The first geese of the season, skeining overhead with echoing cries, caught me on a fresh damp walk up and out of Ballater (seen here looking back with Craigendarroch looming) on the South Deeside Road, Patrick Napier's commute to see his patients at Pannanich Wells Hotel. The air is still a tonic, and the wells are still there beside the hotel. These days they are cared for by Deeside Mineral Water, who bottle the blended produce of the springs and send it around the world, proof that it is a pleasure to drink. Fiona arranged the visit and Rob, the production manager, showed me around. The water, which runs clear and colourless but leaves russet iron deposits as it goes, is said to rise from the level of the Dee itself, far below, pumped by natural pressure: it never changes temperature nor force all year round. The hill runs with burns, but this is the magic one.

Tasks to carry out:
1 – List every person named in the passage about the walk to Pannanich Wells.
2 – Condense the paragraph beginning "The first geese of the season" from the passage about the walk to Pannanich Wells, keeping its main facts.
3 – Carry on the passage about the walk to Pannanich Wells from its final sentence.

Dataset extract:
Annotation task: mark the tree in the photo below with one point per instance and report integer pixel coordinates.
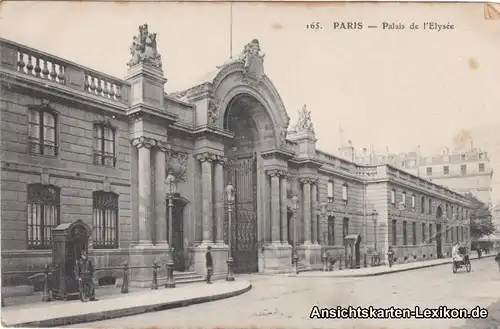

Numbered responses:
1 – Patrick Napier, Fiona, Rob

2 – On a damp walk out of Ballater along the South Deeside Road, the route Patrick Napier once took to see his patients at Pannanich Wells Hotel, the first geese of the season flew overhead. The wells still stand beside the hotel and are now looked after by Deeside Mineral Water, which bottles a blend from the springs and ships it worldwide. Fiona arranged the visit, and Rob, the production manager, gave the tour. The clear, colorless water leaves russet iron deposits. It is said to rise from the level of the Dee far below under natural pressure, and its temperature and force never change through the year. Of all the burns on the hill, this is the magic one.

3 –
Back in the village I walked the same street as H.M. the Queen did the day before, as she visited those whose homes and businesses are still suffering after last year's floods. Deeside Books is still not open, though operating on line. Barry the Butcher, or Sheridan's, is up and flourishing. Everyone has to go at a different pace.
Though the rain had eased, I popped into the centrical church, too modern for Hippolyta just yet even if she were Presbyterian, and was greeted by two friendly flower-arrangers. The stained glass is a lovely mixture of old and modern, and this one in particular caught my eye, portraying as it does the Dee in spate past the town. It was gifted by Mike Sheridan in 2006.
'I am the Light of the World', it says: 'Is Mise Solas an T-Saoghil'. A delight.